▶ _Quoted passage_:
++++++++++++++++++++

Time Passes is a visual meditation on memory, presence, and the passage of time, explored
through encounters with personal imagery and fragmented archives. Using childhood
photographs, family archives, and layered interventions—both hand-drawn and digitally
inscribed—the work confronts lived experience as a face we continually meet and re-meet over time.
Through quiet encounters with the past—a portrait from years ago, traces of spaces and sound,
gestures of familial presence—the series reflects on how memory holds us and how time
transforms us, shaping identity beyond literal representation. Time Passes invites the viewer to
face not only one another, but also ourselves, our pasts, and the passage of time that
simultaneously erases and preserves what matters most.
The project is presented as a sequence of images that move between stillness and recollection,
creating a dialogue between what once was and what remains—a sustained face-to-face
engagement with time itself. Alongside the photographic works, a video documents my empty
childhood room. The visuals are accompanied solely by an audio recording of my family
members and myself speaking, allowing absence and voice to coexist within the same space.
The installation centers around one large-scale image as the focal point, surrounded by smaller
works that operate as fragments or echoes, reinforcing the sense of memory as layered and non-linear.

++++++++++++++++++++

▶ _Source excerpt_:
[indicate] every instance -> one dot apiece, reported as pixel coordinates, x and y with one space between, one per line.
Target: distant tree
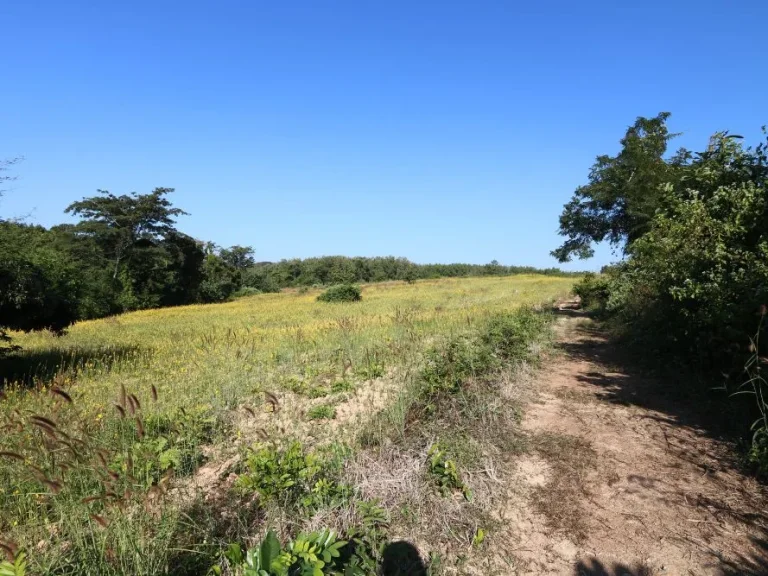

++++++++++++++++++++

▶ _What this exercise asks_:
A - Print the stretch of the Time Passes statement from "The project is" through "layered and non-linear.".
B - According to the Time Passes statement, what does the video in the project show?
C - Condense the paragraph of the Time Passes statement that begins "Time Passes is a visual meditation" into a short bulleted list that keeps its main facts.

▶ _Worked answers_:
A -
The project is presented as a sequence of images that move between stillness and recollection,
creating a dialogue between what once was and what remains—a sustained face-to-face
engagement with time itself. Alongside the photographic works, a video documents my empty
childhood room. The visuals are accompanied solely by an audio recording of my family
members and myself speaking, allowing absence and voice to coexist within the same space.
The installation centers around one large-scale image as the focal point, surrounded by smaller
works that operate as fragments or echoes, reinforcing the sense of memory as layered and non-linear.

B - The writer's empty childhood room.

C -
- A visual meditation on memory, presence, and the passage of time, built from personal imagery and fragmented archives.
- Uses childhood photographs and family archives, layered with hand-drawn and digitally inscribed interventions.
- Treats lived experience as a face met and re-met over time.
- Draws on a portrait from years ago, traces of spaces and sound, and gestures of familial presence.
- Reflects on how memory holds us and time transforms us, shaping identity beyond literal representation.
- Invites viewers to face one another, themselves, their pasts, and the passage of time, which both erases and preserves what matters most.